● Work to complete: The response should consist of the data reproduced word for word.

══ Data ══

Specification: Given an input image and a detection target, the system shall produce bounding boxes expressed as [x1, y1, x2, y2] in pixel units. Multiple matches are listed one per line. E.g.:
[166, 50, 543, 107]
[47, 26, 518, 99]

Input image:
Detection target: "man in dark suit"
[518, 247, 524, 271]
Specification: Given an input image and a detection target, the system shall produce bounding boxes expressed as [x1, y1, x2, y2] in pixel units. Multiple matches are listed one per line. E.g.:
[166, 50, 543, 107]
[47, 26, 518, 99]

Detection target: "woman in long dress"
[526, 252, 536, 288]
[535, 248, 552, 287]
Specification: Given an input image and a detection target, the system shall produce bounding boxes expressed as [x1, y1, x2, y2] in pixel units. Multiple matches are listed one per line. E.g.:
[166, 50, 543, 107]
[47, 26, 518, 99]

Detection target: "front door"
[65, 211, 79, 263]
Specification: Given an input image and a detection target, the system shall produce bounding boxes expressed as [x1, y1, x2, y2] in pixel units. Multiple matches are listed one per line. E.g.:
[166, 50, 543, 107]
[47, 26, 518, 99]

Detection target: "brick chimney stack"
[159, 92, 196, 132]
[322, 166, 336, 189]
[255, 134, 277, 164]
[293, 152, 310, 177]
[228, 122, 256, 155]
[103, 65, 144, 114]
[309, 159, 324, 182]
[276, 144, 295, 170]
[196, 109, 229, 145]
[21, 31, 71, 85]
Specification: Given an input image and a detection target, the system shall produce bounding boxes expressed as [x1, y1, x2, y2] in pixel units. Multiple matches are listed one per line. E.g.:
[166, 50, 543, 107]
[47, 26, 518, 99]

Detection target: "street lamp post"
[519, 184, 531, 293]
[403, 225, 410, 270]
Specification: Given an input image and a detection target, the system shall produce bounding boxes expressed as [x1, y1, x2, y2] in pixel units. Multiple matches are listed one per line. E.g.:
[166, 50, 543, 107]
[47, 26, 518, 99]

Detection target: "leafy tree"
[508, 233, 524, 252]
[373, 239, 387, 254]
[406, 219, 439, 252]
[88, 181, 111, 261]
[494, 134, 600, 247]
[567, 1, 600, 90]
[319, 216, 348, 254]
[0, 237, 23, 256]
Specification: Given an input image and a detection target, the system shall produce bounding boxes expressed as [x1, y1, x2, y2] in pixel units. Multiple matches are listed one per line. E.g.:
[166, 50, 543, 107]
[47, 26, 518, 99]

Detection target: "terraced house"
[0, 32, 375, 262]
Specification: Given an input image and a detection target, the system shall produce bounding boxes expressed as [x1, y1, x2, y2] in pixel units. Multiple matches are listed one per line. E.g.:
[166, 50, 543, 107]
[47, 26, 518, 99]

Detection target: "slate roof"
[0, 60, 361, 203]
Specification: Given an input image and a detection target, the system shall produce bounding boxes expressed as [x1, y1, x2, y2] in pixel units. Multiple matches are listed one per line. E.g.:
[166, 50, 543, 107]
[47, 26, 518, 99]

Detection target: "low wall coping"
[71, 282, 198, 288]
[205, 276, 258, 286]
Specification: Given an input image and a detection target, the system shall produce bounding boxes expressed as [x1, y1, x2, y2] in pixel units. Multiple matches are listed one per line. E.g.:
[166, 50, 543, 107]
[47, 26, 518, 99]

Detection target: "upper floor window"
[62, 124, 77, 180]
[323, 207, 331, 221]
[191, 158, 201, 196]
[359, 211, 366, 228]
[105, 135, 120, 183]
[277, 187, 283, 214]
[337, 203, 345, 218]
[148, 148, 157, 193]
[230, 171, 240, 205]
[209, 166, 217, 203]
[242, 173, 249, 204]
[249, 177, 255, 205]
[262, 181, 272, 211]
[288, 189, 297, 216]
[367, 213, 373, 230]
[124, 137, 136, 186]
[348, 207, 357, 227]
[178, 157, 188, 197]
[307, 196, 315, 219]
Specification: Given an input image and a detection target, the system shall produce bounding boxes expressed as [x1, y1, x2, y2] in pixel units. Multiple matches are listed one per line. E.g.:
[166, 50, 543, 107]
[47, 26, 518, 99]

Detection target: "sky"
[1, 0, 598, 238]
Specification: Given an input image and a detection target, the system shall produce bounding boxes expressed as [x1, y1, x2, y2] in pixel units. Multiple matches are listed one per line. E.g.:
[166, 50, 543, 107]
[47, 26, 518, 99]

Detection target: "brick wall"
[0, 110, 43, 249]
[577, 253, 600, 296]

═══

● Task response:
Specification: Given an input image and a detection target, the system shall produce bounding boxes expressed as [x1, y1, x2, y2] in pixel units. Multiple matches are listed one per line. E.g.:
[166, 50, 543, 107]
[47, 26, 518, 99]

Input image:
Detection target: "man in dark suit"
[518, 247, 524, 271]
Specification: Given an input image and a detection target, the system shall produce bounding boxes expressed as [x1, y1, x2, y2] in pixel units. Multiple matches are listed one per line. E.g.:
[166, 50, 543, 107]
[47, 26, 518, 99]

Detection target: "woman in long dress"
[526, 252, 536, 288]
[535, 248, 552, 287]
Specification: Given an input image and a detection target, the system shall produce bounding boxes expressed as [x1, y1, x2, y2] in pixel units. Multiple matches are listed one per line. E.g.:
[166, 50, 543, 107]
[47, 26, 518, 99]

Detection target: "front door"
[65, 211, 79, 263]
Specification: Given an input image and a detection target, the system shall produce bounding boxes expressed as [x1, y1, x2, y2] in pixel units. Multiple matches are listed one per line. E.g.:
[166, 50, 543, 107]
[47, 26, 518, 99]

Detection target: "brick chimney stack"
[159, 92, 196, 132]
[322, 166, 336, 189]
[255, 134, 277, 164]
[293, 152, 310, 177]
[228, 122, 256, 155]
[103, 65, 144, 114]
[309, 159, 324, 182]
[276, 144, 295, 170]
[196, 109, 229, 145]
[21, 31, 71, 85]
Specification: Given an input image and a detection target, the system shall produce bounding boxes expressed as [x1, y1, x2, y2] in pixel units. Multiple matches are listed one per line. E.g.:
[166, 50, 543, 107]
[47, 26, 518, 99]

Detection target: "street lamp post"
[519, 184, 531, 293]
[403, 225, 410, 270]
Specification: Given an input image and a detection target, the system shall produce bounding boxes expressed as [x1, y1, x2, y2] in pixel units. Multiple matches are listed one per line. E.g.:
[166, 50, 543, 107]
[47, 26, 518, 99]

Detection target: "leafy tree"
[508, 233, 524, 252]
[373, 239, 387, 254]
[406, 219, 439, 252]
[88, 181, 111, 261]
[494, 134, 600, 247]
[567, 1, 600, 90]
[319, 216, 348, 254]
[0, 237, 23, 256]
Specification: Given an input image and a detection target, the system shall produce bounding boxes expressed as [x1, y1, x2, y2] in pixel units. Multiple matches are listed one per line. E.g.:
[166, 50, 543, 107]
[47, 26, 518, 99]

Detection target: "terraced house"
[0, 32, 375, 262]
Specification: Given an input image and a detection target, the system shall produce bounding boxes expressed as [x1, y1, x2, y2] in pixel units. Multiple matches are listed one per line. E.g.:
[166, 50, 543, 107]
[47, 26, 518, 99]

Detection target: "slate roof"
[0, 60, 361, 203]
Specification: Given an input image and a detection target, the system shall produce bounding boxes expressed as [x1, y1, x2, y2] in pixel units. Multiple matches are listed one per line. E.g.:
[166, 50, 543, 107]
[47, 26, 518, 99]

Detection target: "low wall coping"
[71, 282, 198, 288]
[205, 276, 258, 286]
Specification: Given an input image and a detection target, the system shall produce bounding boxes expressed as [x1, y1, x2, y2] in pixel units. Multiple matches are listed one per line. E.g.:
[166, 50, 543, 107]
[47, 26, 518, 99]

Detection target: "upper floor window"
[62, 124, 77, 180]
[323, 207, 331, 221]
[191, 158, 201, 196]
[359, 211, 366, 228]
[105, 135, 120, 183]
[277, 187, 283, 214]
[337, 203, 345, 218]
[148, 148, 157, 193]
[230, 171, 240, 205]
[209, 166, 217, 203]
[242, 173, 249, 204]
[249, 177, 255, 205]
[262, 181, 272, 211]
[288, 189, 297, 216]
[367, 213, 373, 230]
[124, 137, 136, 186]
[348, 207, 357, 227]
[178, 157, 188, 197]
[307, 196, 315, 219]
Specification: Given an input image and a detection target, the system shall produce bounding boxes expressed as [x1, y1, x2, y2] in pixel units. Multiple matches are listed one per line. E.g.:
[166, 50, 543, 107]
[47, 26, 518, 99]

Detection target: "sky"
[1, 0, 598, 238]
Specification: Given an input image and a detection target, the system shall produce bounding boxes expressed as [x1, y1, x2, y2] in pixel units. Multiple matches are listed one per line. E.g.:
[166, 50, 543, 107]
[47, 26, 518, 99]

Detection target: "brick wall"
[0, 110, 43, 249]
[577, 253, 600, 296]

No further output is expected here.